§ **Do this**: Transcribe, character for character, the stretch of the developable-surface question below from "I am trying" through "calculations will simplify.".

Show that a developable surface has zero Gaussian curvature.

A developable surface is a ruled surface $x(s,t)=\alpha(s)+t\beta(s)$, where $\alpha(s)$ is a unit-speed curve and $|\beta(s)|=1$, such that the tangent planes along each ruling are parallel. Show that the Gaussian curvature of such surface is $K=0$.

I am trying to show this using the equations of $\kappa_1$ and $\kappa_2$ which are the eigenvalues of the matrix $L$, which is the Weingarten map matrix. In computing the coefficients of the second fundamental form $L_{ij}:=\langle x_{ij},n \rangle$ with $i,j\in \{s,t\}$, I only find that $L_{tt}=0$, and I don't see how the calculations will simplify.

§ **Items**:
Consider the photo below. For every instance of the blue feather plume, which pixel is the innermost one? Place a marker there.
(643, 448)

--

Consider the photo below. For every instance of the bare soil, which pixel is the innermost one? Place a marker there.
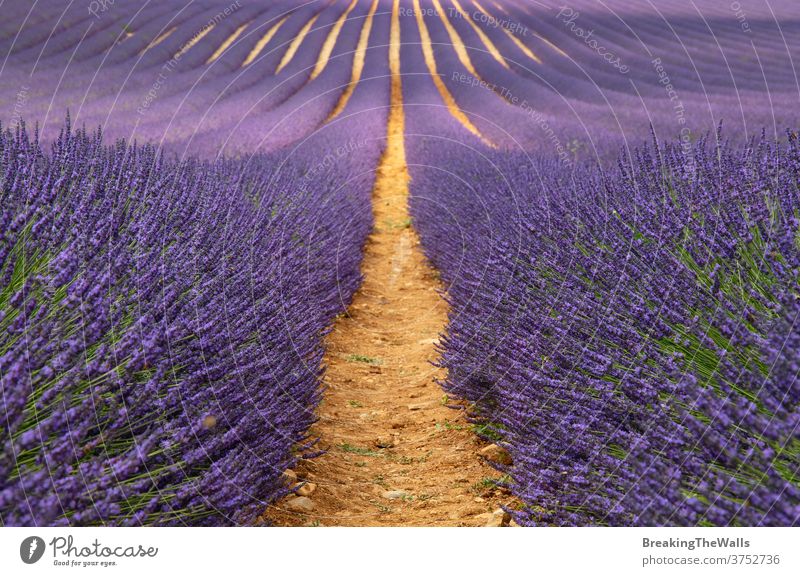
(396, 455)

§ **Output for this task**:
I am trying to show this using the equations of $\kappa_1$ and $\kappa_2$ which are the eigenvalues of the matrix $L$, which is the Weingarten map matrix. In computing the coefficients of the second fundamental form $L_{ij}:=\langle x_{ij},n \rangle$ with $i,j\in \{s,t\}$, I only find that $L_{tt}=0$, and I don't see how the calculations will simplify.